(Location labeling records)
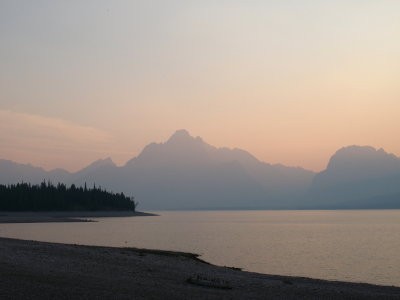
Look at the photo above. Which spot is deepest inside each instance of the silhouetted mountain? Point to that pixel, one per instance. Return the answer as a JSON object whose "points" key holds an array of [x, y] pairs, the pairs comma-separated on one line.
{"points": [[355, 174], [187, 173]]}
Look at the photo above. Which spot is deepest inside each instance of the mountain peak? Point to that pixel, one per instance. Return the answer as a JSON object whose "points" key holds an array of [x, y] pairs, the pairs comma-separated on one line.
{"points": [[180, 134], [106, 162], [363, 156]]}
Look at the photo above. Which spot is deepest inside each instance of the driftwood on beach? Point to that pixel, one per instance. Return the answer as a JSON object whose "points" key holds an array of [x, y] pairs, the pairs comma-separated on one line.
{"points": [[37, 270]]}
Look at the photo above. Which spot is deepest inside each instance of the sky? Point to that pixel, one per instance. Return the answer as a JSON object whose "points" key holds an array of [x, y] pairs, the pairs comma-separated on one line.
{"points": [[290, 81]]}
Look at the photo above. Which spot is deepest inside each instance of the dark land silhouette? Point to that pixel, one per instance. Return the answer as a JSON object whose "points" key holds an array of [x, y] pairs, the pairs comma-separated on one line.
{"points": [[187, 173], [47, 197]]}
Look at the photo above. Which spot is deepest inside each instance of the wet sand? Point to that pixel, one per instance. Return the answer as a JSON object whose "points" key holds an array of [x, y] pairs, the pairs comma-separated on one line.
{"points": [[64, 216], [38, 270]]}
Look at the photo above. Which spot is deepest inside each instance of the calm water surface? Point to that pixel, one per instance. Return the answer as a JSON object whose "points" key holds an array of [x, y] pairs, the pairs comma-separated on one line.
{"points": [[360, 246]]}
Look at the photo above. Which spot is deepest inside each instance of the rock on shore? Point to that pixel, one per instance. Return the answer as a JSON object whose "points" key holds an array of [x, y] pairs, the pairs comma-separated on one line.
{"points": [[37, 270]]}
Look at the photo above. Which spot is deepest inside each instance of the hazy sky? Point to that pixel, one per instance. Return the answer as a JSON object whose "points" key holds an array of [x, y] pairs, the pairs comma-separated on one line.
{"points": [[291, 81]]}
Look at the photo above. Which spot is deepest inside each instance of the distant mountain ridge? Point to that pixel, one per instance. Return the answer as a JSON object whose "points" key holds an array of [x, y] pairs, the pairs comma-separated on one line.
{"points": [[186, 173], [354, 176]]}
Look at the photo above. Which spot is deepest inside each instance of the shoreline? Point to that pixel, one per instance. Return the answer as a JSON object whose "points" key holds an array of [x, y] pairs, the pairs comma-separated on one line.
{"points": [[64, 216], [69, 271]]}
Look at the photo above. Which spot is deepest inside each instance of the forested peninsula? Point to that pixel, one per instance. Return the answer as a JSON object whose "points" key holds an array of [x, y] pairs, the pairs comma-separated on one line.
{"points": [[49, 197]]}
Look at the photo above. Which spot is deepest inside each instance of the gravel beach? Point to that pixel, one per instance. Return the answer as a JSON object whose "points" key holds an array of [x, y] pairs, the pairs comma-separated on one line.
{"points": [[38, 270]]}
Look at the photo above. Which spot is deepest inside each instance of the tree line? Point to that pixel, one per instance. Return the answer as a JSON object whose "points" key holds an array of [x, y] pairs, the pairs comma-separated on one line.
{"points": [[48, 197]]}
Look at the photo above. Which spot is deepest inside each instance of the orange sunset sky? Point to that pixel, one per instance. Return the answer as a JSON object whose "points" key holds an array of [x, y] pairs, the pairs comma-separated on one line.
{"points": [[289, 81]]}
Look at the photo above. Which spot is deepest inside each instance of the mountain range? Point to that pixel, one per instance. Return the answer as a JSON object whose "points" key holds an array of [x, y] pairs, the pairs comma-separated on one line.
{"points": [[187, 173]]}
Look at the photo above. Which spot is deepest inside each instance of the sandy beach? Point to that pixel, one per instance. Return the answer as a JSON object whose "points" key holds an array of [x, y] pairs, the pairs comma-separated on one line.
{"points": [[38, 270]]}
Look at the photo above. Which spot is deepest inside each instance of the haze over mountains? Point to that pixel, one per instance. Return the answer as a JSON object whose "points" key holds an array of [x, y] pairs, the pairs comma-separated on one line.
{"points": [[187, 173]]}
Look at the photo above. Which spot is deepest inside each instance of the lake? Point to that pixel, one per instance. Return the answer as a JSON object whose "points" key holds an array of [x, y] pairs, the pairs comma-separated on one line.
{"points": [[346, 245]]}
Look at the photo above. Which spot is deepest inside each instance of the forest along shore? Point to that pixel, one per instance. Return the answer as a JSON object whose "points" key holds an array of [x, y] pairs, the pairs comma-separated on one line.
{"points": [[64, 216], [38, 270]]}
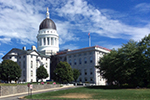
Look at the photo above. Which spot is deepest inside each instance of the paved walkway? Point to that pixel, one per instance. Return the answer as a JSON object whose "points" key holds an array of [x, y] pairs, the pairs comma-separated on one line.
{"points": [[15, 96]]}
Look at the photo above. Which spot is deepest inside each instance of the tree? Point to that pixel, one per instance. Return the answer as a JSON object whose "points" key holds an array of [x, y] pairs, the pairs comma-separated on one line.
{"points": [[63, 72], [9, 70], [120, 66], [41, 73], [76, 74]]}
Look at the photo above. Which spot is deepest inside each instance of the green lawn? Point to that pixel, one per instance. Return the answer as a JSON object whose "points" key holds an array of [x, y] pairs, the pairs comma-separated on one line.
{"points": [[99, 93]]}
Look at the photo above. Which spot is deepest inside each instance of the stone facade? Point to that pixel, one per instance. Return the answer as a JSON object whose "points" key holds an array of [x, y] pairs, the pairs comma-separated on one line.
{"points": [[7, 90]]}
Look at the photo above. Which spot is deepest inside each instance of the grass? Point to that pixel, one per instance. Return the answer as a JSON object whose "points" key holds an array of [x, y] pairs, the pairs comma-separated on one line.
{"points": [[99, 93], [14, 84]]}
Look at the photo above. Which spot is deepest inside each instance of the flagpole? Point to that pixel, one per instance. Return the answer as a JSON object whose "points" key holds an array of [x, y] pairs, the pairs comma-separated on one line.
{"points": [[89, 39]]}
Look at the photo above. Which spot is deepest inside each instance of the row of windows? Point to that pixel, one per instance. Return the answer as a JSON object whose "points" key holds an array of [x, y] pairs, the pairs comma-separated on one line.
{"points": [[47, 41], [75, 55], [46, 65], [80, 61]]}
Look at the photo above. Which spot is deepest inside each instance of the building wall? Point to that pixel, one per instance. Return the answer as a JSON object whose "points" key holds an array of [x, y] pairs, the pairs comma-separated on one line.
{"points": [[85, 61]]}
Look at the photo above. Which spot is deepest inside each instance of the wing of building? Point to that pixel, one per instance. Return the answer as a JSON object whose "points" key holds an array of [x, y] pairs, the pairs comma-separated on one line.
{"points": [[48, 54], [85, 60]]}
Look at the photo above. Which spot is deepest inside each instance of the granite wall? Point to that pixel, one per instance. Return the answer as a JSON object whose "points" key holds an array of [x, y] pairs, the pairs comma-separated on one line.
{"points": [[8, 90]]}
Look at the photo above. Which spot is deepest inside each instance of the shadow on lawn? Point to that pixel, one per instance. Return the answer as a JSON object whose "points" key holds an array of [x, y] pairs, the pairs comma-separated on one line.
{"points": [[109, 87]]}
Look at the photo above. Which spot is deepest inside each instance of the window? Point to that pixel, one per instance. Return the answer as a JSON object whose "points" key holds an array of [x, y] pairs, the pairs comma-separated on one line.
{"points": [[52, 41], [80, 61], [85, 79], [70, 61], [79, 54], [36, 63], [24, 73], [19, 63], [31, 64], [46, 65], [40, 41], [80, 72], [24, 64], [48, 43], [80, 80], [91, 72], [55, 41], [91, 59], [85, 60], [91, 79], [90, 53], [44, 41], [75, 62], [85, 72]]}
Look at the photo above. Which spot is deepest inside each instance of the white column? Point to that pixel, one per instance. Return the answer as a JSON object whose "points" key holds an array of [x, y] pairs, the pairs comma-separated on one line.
{"points": [[42, 41], [46, 41]]}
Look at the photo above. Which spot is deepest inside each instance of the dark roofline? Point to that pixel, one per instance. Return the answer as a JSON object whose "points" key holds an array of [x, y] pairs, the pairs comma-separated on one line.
{"points": [[64, 52]]}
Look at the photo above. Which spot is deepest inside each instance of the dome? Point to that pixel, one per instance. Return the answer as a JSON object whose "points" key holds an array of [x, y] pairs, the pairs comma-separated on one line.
{"points": [[47, 24]]}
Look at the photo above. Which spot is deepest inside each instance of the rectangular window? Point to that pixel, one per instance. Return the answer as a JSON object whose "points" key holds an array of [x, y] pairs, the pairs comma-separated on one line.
{"points": [[24, 64], [48, 41], [44, 41], [85, 72], [24, 73]]}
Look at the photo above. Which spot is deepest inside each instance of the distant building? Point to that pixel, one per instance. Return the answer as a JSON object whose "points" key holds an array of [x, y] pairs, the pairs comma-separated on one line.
{"points": [[48, 54]]}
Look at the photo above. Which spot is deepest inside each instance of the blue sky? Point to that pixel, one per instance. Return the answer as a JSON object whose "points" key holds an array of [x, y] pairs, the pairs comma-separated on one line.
{"points": [[110, 22]]}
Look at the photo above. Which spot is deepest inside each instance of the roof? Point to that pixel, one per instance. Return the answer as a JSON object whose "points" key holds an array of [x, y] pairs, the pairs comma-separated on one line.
{"points": [[22, 52], [64, 52]]}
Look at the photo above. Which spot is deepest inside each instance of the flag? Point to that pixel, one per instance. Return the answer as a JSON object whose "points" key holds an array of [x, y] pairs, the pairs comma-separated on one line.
{"points": [[89, 35]]}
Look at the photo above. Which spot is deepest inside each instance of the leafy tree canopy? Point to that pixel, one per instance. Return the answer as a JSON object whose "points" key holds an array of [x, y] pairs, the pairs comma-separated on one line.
{"points": [[128, 65], [76, 74], [41, 73], [9, 70]]}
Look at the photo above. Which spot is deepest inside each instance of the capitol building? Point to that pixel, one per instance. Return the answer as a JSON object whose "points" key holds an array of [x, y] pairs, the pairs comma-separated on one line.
{"points": [[47, 53]]}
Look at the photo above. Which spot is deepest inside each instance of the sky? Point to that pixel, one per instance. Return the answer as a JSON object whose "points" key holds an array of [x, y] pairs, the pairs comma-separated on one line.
{"points": [[110, 23]]}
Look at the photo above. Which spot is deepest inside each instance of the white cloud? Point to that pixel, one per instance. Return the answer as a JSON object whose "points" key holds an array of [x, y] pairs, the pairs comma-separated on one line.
{"points": [[143, 7], [89, 19], [20, 19], [5, 40]]}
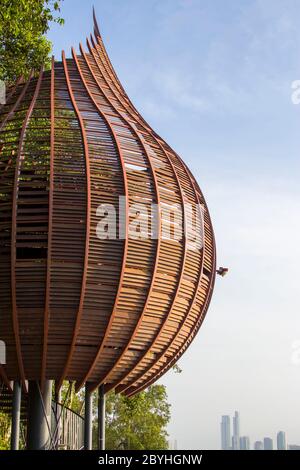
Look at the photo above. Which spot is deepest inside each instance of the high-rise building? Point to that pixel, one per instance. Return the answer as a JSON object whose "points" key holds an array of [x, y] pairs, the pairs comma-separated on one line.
{"points": [[294, 447], [236, 431], [245, 443], [258, 445], [225, 433], [281, 441], [268, 443]]}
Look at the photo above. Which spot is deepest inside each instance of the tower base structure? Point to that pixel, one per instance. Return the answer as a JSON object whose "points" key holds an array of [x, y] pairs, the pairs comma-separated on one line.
{"points": [[39, 416]]}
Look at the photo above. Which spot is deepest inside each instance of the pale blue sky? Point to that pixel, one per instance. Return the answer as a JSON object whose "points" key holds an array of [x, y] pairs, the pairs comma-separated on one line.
{"points": [[214, 79]]}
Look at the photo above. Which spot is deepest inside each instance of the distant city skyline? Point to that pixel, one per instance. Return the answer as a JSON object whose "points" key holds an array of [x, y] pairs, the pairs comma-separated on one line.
{"points": [[242, 442]]}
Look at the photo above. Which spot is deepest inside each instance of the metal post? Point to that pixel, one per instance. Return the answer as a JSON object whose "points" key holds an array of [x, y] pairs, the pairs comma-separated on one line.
{"points": [[16, 414], [58, 416], [39, 416], [101, 418], [88, 418]]}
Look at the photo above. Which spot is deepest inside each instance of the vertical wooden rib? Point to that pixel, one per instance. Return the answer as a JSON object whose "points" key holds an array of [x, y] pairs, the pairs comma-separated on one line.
{"points": [[125, 255], [87, 237], [14, 232], [161, 331], [5, 379], [125, 349], [50, 228]]}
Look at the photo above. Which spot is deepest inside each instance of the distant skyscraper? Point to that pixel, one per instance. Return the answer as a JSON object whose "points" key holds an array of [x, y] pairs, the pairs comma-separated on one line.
{"points": [[244, 443], [281, 441], [258, 445], [294, 447], [225, 433], [236, 431], [268, 443]]}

# Instructions for the task
Every line from the one containing "of the pale" through the end of the entries above must be echoed exactly, with both ends kept.

# Response for this exercise
Look at the photo above. Which spot is deepest inside each instance of the pale blue sky? Point to that pixel, one per instance. Return the answer as a JSON object whose "points" key holds an array of [x, y] pairs, the pairs comma-separated on one line.
{"points": [[214, 79]]}
Look at the photo above. Which spot is deepest inside each instance of the distant city skyline? Point to that pixel, one per instance. Return the answer as a JSON object whose "points" key holds an array of [x, y] pairs, the pairs comma-separated on one line.
{"points": [[242, 442]]}
Look at the photo above. Which spot is deepest inside each instance of the metal post? Point to that pixel, one per instance. Return the answer as a JSON object whose "points" key holds an array of [x, y] pairs, the pairs comma-separated on one line.
{"points": [[16, 414], [58, 416], [39, 416], [101, 418], [88, 418]]}
Look at the photo above. Which spot is deepest inside each instance of the vertical wooden rib? Point to that pixel, one per instance. Return the answer as a JSON object whose "points" key holds an array of [x, y] pairs, the pairs comma-separated on one line.
{"points": [[125, 255], [87, 237], [14, 232], [161, 331], [5, 379], [125, 349], [50, 228]]}
Look at the photo above. Which spot is deepest inside each instance of the distant skyscraper? Point to that pixel, one per instance. Return the answer as a JSON object whose "points" key holds an array of [x, y] pairs, the pairs comma-separated on one line.
{"points": [[244, 443], [281, 441], [258, 445], [294, 447], [225, 433], [236, 431], [268, 443]]}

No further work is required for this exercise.